#### TASK
Write out the entries below, unchanged, from the line containing "Q: What is the bounding box of the striped" through the line containing "[453,378,478,423]", including both of those lines.
━━━━
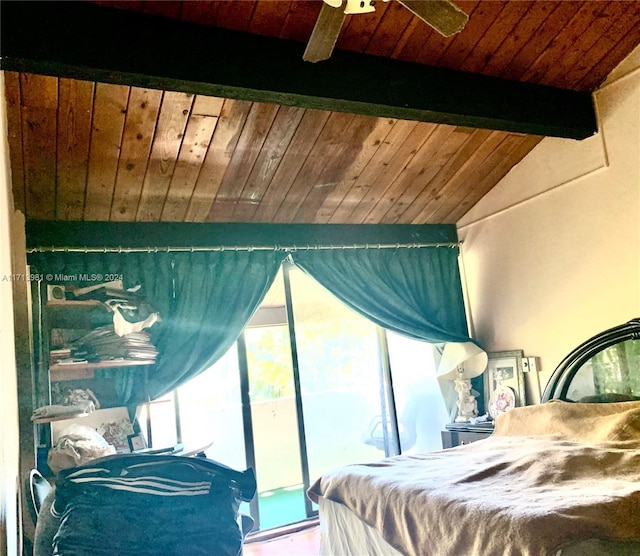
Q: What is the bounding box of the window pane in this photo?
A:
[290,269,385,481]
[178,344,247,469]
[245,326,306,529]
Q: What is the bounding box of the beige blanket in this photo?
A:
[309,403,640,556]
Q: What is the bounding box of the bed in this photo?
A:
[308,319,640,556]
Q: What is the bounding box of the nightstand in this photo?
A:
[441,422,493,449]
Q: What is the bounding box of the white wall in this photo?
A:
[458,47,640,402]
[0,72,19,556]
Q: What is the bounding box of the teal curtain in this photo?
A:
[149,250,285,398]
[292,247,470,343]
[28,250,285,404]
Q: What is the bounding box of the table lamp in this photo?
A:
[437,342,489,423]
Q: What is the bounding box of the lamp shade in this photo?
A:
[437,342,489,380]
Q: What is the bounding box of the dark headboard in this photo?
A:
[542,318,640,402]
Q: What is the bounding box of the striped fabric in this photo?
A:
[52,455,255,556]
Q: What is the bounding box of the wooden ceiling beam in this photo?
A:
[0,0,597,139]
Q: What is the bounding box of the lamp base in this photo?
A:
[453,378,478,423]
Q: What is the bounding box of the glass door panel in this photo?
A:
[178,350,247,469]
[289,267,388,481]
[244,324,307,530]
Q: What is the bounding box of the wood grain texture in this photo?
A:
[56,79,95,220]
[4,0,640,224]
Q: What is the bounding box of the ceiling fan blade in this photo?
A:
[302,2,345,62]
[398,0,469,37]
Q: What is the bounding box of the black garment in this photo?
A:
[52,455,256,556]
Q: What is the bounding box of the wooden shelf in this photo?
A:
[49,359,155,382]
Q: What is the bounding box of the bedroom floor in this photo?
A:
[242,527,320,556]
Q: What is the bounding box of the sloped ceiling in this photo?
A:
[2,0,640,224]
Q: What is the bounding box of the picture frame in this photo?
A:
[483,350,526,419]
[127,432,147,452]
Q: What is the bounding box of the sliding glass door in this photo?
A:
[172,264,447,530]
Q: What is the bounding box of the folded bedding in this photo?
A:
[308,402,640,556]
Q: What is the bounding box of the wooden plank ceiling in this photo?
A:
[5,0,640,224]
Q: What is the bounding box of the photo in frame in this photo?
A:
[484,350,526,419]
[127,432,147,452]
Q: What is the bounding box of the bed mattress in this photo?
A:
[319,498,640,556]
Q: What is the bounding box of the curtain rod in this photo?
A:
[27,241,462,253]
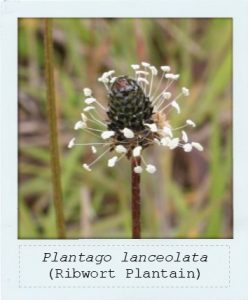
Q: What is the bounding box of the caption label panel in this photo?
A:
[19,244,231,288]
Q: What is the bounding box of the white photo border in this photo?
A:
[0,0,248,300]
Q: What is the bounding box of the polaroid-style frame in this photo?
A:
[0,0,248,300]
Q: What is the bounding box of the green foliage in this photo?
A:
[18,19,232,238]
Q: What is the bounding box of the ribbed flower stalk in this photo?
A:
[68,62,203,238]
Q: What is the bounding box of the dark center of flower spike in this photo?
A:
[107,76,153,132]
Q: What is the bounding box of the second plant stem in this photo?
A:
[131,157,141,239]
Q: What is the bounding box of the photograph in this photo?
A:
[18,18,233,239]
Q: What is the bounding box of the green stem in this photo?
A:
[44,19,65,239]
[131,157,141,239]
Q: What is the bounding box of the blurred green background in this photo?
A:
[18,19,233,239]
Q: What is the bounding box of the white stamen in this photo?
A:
━━━━
#### WRITTEN SOLUTION
Q: What is the bounding box of the striped fabric in this photo?
A:
[52,455,255,556]
Q: What is the bounding box of the wooden ceiling beam in this photo?
A:
[0,0,597,139]
Q: What is the bounding box of the lamp base in this photo?
A:
[453,378,478,423]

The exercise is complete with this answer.